_Work to be completed_: Which lines below contain the word "shoulder"? Copy each one.

(Available data)

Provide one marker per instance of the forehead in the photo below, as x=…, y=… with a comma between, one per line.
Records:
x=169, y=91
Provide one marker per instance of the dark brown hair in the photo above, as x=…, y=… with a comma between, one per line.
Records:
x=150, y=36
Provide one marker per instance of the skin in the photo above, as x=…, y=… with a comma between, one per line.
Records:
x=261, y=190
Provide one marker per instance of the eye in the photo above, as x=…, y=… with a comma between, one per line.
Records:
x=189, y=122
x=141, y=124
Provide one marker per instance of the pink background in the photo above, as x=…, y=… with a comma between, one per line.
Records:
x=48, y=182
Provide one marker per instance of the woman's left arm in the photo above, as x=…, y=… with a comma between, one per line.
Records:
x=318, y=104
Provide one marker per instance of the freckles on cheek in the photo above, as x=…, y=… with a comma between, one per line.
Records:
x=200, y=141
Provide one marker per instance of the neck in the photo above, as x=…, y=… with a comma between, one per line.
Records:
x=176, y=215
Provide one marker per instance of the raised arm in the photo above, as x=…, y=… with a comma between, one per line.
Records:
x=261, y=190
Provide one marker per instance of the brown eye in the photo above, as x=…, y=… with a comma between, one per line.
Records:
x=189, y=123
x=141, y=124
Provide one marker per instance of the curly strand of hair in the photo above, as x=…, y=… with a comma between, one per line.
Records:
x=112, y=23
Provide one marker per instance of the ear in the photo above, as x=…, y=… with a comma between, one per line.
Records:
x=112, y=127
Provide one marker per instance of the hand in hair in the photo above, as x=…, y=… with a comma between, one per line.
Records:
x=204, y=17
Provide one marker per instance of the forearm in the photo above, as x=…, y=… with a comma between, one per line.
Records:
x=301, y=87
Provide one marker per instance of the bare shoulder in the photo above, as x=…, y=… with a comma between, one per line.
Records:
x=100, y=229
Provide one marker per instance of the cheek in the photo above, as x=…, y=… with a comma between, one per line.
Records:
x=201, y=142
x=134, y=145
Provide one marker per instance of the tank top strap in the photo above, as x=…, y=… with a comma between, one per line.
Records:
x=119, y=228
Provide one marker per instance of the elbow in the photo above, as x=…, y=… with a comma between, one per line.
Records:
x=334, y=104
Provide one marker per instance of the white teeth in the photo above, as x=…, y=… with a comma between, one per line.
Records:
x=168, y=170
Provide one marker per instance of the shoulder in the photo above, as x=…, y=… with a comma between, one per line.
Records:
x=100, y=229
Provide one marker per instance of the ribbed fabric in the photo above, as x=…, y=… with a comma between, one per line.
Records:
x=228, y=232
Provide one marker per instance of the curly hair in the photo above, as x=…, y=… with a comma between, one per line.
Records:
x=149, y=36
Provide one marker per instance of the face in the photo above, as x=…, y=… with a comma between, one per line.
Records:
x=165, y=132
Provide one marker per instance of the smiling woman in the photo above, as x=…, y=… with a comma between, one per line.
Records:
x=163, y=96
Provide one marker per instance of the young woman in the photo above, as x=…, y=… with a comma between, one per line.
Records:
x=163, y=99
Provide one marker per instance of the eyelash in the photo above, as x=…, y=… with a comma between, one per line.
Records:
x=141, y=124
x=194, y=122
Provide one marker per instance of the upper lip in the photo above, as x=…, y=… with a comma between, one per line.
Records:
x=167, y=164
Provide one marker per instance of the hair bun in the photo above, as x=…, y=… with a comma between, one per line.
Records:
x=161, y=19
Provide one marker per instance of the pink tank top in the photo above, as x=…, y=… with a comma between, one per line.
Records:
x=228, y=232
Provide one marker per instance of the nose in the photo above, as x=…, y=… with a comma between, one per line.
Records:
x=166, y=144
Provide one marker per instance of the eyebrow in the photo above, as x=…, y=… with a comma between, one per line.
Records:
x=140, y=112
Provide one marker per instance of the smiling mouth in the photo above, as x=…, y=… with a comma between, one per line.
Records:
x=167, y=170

(End Available data)

_Written answer_:
Provide one marker per instance of the bare shoulder in the photo above, as x=…, y=… with a comma between, one per line.
Provide one marker per instance of the shoulder in the photo above, as x=…, y=… with a comma between, one per line.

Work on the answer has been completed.